# Killington 4/28



## madriverjack (Apr 26, 2013)

Anyone going up Sunday?


----------



## andyzee (Apr 26, 2013)

madriverjack said:


> Anyone going up Sunday?



I be there Saturday and Sunday


----------



## Puck it (Apr 26, 2013)

This will be the first week that I have not skied since Nov. 2nd.  I am kinda bummed.  I will be up next weekend for some May turns though.


----------



## Cornhead (Apr 26, 2013)

Will be at big K Sunday with Rambo. I'm 6', 240lbs, goatee, skiing red and white Mantras. I got a couple AZ stickers, I'll stick em on my helmet, or skis, I may ditch the helmet, supposed to be 70 degrees, say hi if you see me. Maybe I'll bring some spiedies...I am the spiedie ambassador!:wink:


----------



## 2knees (Apr 26, 2013)

madriverjack said:


> Anyone going up Sunday?




most likely in.  should be there around 12.  I'll get in touch tomorrow.

looks like Al will be there also.  JP thinkin he might bag tux and hit k.  Was gonna work on a few others down here.


----------



## Savemeasammy (Apr 26, 2013)

I was thinking Jay, but liftopia tix at Killington are $30.  Might change my mind and save an hour of driving...


----------

..........

### Given instruction 1
Decide whether each statement agrees with the Killington thread. Answer yes or no for each, and quote the deciding words. (a) andyzee plans to be at Killington on both Saturday and Sunday. (b) Puck it will ski this coming weekend. (c) Cornhead will be skiing on red and white Mantras.
### Given instruction 2
In one to three sentences, explain why Savemeasammy, according to the Killington thread, might go to Killington rather than Jay.
### Given instruction 3
Transcribe the Killington thread between "most likely in." and "others down here.", inclusive.

### Data shown
..........

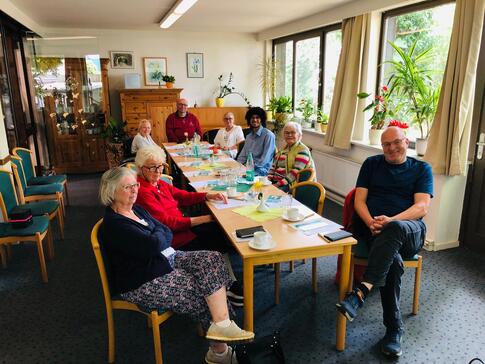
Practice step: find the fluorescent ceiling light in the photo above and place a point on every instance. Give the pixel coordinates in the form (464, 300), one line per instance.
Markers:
(180, 7)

..........

### Correct response 1
(a) Yes: "I be there Saturday and Sunday"
(b) No: "This will be the first week that I have not skied since Nov. 2nd."
(c) Yes: "skiing red and white Mantras"

### Correct response 2
Savemeasammy notes that liftopia tickets at Killington cost $30. Going there instead of Jay would also save an hour of driving.

### Correct response 3
most likely in.  should be there around 12.  I'll get in touch tomorrow.

looks like Al will be there also.  JP thinkin he might bag tux and hit k.  Was gonna work on a few others down here.